# DIRECTIVES
1. Using the forum thread about the T6s and T6i sensors, decide whether each statement below agrees with it. Answer yes or no for each, and quote the words from the thread that decide it. (a) The 5DIII light leak was likely to affect many people's images. (b) candc suggests the affected sensors may be delaminating over time. (c) Luds34 says a flaw like this would be noticed right away on the first shots.
2. List each distinct username that appears with a post date in the forum thread about the T6s and T6i sensors.
3. Pick up the forum thread about the T6s and T6i sensors from the point where it stops, and continue it.

It seems pretty clear that Canon is quite willing to issue service notices (recalls), from the flagship 1D X mirror box to the 5DIII light leak (which was pretty unlikely to actually affect anyone's images), to the entry level Rebel rubber grip discoloration.


----------



## candc (May 1, 2015)

*Re: Possible Issue With T6s & T6i Sensor?*

if it is a problem with the adhesive used to sandwich the glass in the sensor together then maybe the affected sensors are delaminating over time. i don't know how much time passes between production/inspection and shipping? i am not trying to look for excuses but its hard to believe that a obvious defect on the sensor such as this could pass any kind of qc inspection.


----------



## AcutancePhotography (May 1, 2015)

*Re: Possible Issue With T6s & T6i Sensor?*

I hope they can fix it soon. That's really all we can ask of a company.


----------



## Luds34 (May 1, 2015)

*Re: Possible Issue With T6s & T6i Sensors?*



sanj said:


> Luds34 said:
> 
> 
> > sanj said:
> ...



Hopefully that is the case. Just a bad production run that so happened to end up in a number of the cameras purchased by our friends over at Lensrental. 

I still stand by that this is fairly embarrassing on Canon's part. One would think there would be some sort of a basic manufacturing verification test, that would include a test shot to verify a clean sensor image is being returned. Just my humble opinion of course, free free to disagree.


----------



## Luds34 (May 1, 2015)

*Re: Possible Issue With T6s & T6i Sensors?*



symmar22 said:


> Some people, especially in the entry level market of the t6i/750D are likely to never remove the kit lens, and even if they would, never to realize their camera has a flaw that should be covered by the warranty. So only the people who read forums, or have enough technical knowledge to see something is wrong will have their camera fixed, while a bunch of other will be left over with a defective toy.



+1

Even myself, I personally wouldn't expect something this egregious to make it in my hands. I'd probably throw in a memory card and start shooting, at wider apertures. The camera would take pictures, everything would seem fine and I'd be happy. I probably wouldn't notice it until one day (too late for warranty possibly) I'd do a dust sensor test.


----------



## mskrystalmeth (May 1, 2015)

*Re: Possible Issue With T6s & T6i Sensors?*



sanj said:


> Lets not make big deal of this. Move on...

# EXTRACTED MATERIAL
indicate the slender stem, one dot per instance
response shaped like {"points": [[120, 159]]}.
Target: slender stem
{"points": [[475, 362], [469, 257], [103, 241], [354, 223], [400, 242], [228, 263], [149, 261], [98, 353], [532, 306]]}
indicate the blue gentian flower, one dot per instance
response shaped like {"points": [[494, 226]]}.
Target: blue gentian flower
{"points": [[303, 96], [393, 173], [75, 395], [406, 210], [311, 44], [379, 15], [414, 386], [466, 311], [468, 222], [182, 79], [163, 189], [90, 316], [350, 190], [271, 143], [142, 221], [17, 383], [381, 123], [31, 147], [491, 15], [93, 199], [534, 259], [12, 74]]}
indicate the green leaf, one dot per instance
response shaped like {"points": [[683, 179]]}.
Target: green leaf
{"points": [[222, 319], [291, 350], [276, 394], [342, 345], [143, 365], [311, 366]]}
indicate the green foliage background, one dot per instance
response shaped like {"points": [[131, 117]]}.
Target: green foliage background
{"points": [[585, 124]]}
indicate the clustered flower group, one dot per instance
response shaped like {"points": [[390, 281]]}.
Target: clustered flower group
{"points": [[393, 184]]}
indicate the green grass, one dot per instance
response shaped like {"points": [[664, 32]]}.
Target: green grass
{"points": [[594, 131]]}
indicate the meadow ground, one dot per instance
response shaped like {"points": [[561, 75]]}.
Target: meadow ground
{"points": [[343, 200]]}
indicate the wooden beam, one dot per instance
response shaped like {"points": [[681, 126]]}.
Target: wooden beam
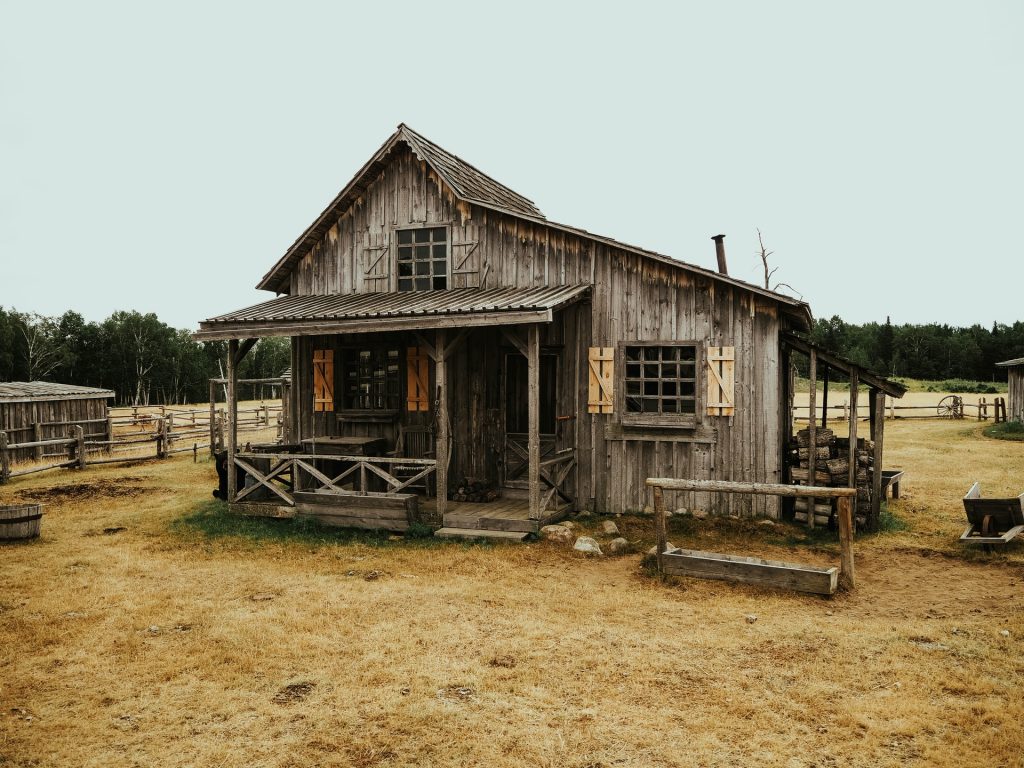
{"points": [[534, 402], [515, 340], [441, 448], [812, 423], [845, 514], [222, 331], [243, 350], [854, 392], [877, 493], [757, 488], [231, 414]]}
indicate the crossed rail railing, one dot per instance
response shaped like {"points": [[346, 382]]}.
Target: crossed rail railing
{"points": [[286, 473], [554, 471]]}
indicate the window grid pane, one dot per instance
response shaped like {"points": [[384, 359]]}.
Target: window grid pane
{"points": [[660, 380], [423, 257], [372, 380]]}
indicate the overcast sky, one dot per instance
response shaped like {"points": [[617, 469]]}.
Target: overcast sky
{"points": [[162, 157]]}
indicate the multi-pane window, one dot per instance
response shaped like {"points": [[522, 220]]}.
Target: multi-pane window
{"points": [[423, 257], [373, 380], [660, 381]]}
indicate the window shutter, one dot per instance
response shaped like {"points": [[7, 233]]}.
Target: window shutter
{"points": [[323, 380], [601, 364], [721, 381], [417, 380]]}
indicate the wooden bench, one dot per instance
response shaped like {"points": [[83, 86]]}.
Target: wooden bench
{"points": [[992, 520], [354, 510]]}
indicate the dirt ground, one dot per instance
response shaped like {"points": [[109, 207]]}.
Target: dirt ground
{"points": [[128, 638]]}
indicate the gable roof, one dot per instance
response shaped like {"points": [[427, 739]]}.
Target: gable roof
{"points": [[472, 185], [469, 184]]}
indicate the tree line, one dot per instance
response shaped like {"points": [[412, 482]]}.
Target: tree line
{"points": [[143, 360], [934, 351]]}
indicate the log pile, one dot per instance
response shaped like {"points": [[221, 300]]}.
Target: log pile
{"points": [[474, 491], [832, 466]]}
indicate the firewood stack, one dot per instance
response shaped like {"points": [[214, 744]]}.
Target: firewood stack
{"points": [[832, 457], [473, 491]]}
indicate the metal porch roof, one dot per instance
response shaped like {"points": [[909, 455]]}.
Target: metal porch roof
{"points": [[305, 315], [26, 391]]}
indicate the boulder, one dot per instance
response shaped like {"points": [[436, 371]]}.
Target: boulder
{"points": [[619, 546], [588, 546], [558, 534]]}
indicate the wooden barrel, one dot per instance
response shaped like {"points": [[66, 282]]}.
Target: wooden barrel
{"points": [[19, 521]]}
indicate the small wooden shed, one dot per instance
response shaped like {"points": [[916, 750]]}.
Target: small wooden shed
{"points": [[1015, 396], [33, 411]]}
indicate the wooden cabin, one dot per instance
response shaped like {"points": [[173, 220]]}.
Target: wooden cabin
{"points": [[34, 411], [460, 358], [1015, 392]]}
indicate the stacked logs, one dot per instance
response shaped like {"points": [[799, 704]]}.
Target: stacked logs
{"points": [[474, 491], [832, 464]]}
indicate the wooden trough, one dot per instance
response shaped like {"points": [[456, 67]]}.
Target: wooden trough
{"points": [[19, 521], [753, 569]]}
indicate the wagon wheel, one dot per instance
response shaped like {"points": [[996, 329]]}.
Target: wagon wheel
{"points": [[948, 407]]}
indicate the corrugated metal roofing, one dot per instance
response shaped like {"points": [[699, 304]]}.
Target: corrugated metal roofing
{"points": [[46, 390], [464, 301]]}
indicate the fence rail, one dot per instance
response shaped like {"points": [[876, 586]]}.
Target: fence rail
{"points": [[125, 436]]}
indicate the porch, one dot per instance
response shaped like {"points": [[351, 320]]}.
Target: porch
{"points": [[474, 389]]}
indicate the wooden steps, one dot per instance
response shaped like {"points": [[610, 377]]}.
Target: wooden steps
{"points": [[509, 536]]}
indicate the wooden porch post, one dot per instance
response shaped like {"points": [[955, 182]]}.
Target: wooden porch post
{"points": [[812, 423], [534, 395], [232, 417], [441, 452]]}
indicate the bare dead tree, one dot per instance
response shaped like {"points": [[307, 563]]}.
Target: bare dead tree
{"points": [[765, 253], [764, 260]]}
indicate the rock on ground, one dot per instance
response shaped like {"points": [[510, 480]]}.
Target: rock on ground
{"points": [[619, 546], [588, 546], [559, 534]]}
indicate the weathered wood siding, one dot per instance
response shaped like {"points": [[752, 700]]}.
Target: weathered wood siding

==

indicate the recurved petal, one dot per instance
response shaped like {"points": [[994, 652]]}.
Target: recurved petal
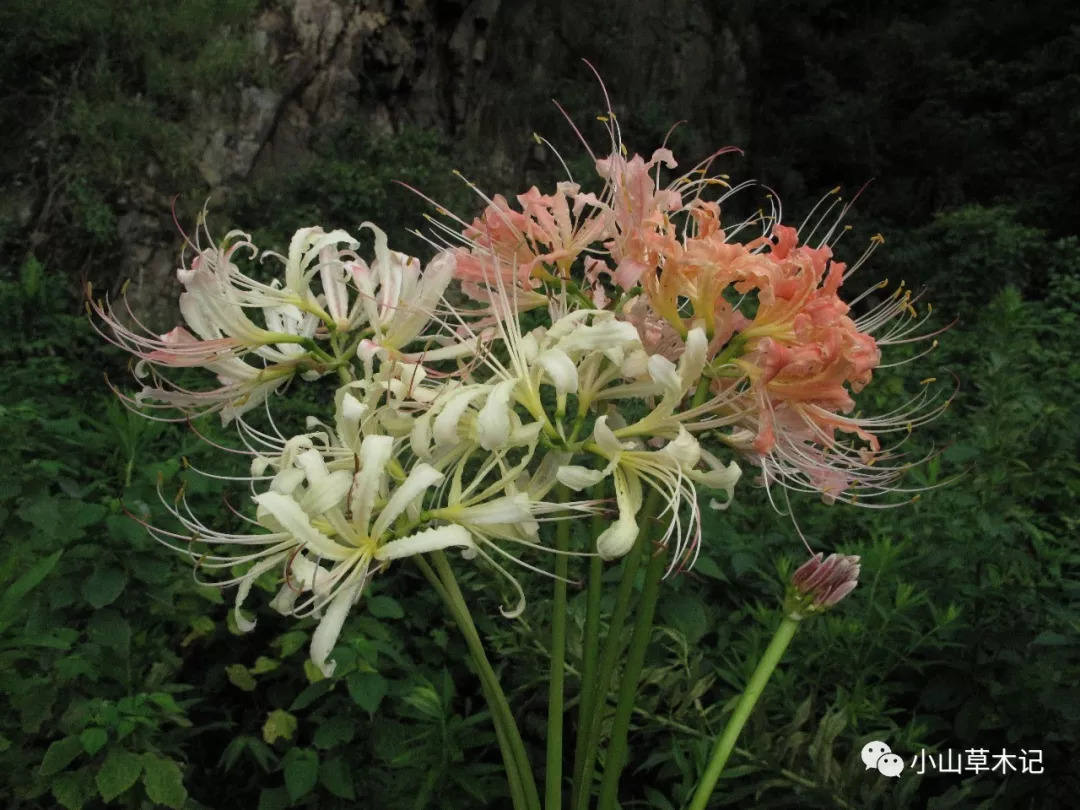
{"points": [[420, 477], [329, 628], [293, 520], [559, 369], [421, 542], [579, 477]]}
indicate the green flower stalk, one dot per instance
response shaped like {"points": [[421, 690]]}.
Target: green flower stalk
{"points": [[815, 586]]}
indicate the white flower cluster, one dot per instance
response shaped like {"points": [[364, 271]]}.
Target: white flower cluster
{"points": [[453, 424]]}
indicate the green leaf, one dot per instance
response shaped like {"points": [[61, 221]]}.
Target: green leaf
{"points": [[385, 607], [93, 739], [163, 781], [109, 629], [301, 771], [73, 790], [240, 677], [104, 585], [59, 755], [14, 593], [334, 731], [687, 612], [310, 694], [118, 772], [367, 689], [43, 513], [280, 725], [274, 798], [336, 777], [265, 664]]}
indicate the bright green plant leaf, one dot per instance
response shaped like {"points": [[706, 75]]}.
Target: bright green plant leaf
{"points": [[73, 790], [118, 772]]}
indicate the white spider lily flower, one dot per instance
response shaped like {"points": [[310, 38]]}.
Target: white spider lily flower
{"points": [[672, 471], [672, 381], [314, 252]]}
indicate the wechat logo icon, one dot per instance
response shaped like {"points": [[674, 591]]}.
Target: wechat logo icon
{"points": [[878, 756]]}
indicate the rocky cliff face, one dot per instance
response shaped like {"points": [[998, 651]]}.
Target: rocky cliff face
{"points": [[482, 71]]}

# RESULTS OF THE EXERCISE
1.
(a) No: "which was pretty unlikely to actually affect anyone's images"
(b) Yes: "maybe the affected sensors are delaminating over time"
(c) No: "I probably wouldn't notice it until one day (too late for warranty possibly) I'd do a dust sensor test."

2. candc, AcutancePhotography, Luds34, mskrystalmeth

3.
What? IS that what they train you to say at Nikon? Sorry Nikon...lol

It is a big deal..if all those spots got by QA of Canon...Someone was lazy. Stevie Wonder could see them spots.


----------



## rang (May 1, 2015)

*Re: Possible Issue With T6s & T6i Sensor?*

CMOS Pox


----------



## Tugela (May 1, 2015)

*Re: Possible Issue With T6s & T6i Sensors?*



sanj said:


> I guess I was wrong. This is the calamity of the century. We should all whine and curse and jump up and down waving our hands wildly.
> We should discuss this every hour, post on every social media and photography forums till the entire population starts mistrusting Canon. After all Canon has never done anything right for us. We should be as negative as possible in our lives towards Canon.
> 
> I was under the impression that Canon has given millions of perfectly working cameras and if some malfunctioned, we should not make a big deal of it.



Canon make money by selling old tech and cost cutting, then telling customers (very successfully) that that is what they really want. 

Sometimes the shortcuts come back to bite them on the ass though, at it appears that this is one of those times. It is a bit of the marketing veneer peeled off so that you can see what you are really getting.


----------



## neuroanatomist (May 1, 2015)

*Re: Possible Issue With T6s & T6i Sensors?*



Tugela said:


> Canon make money by selling old tech and cost cutting, then telling customers (very successfully) that that is what they really want.
> 
> Sometimes the shortcuts come back to bite them on the ass though, at it appears that this is one of those times. It is a bit of the marketing veneer peeled off so that you can see what you are really getting.



How does Nikon make money? Speaking of being bitten on the ass, do you think the government of the world's most populous nation is likely to ban sale of the Canon 750D in their country?


----------



## Gaf (May 1, 2015)

*Re: Possible Issue With T6s & T6i Sensors?*



JustMeOregon said:


> But after scrutinizing the sensor in every way possible, I don't believe that her new T6s is one of those afflicted with the pox.



My father's T6i arrived 2-3 days ago from Camera Canada. Checked it last night and no spots thankfully.


----------



## mskrystalmeth (May 1, 2015)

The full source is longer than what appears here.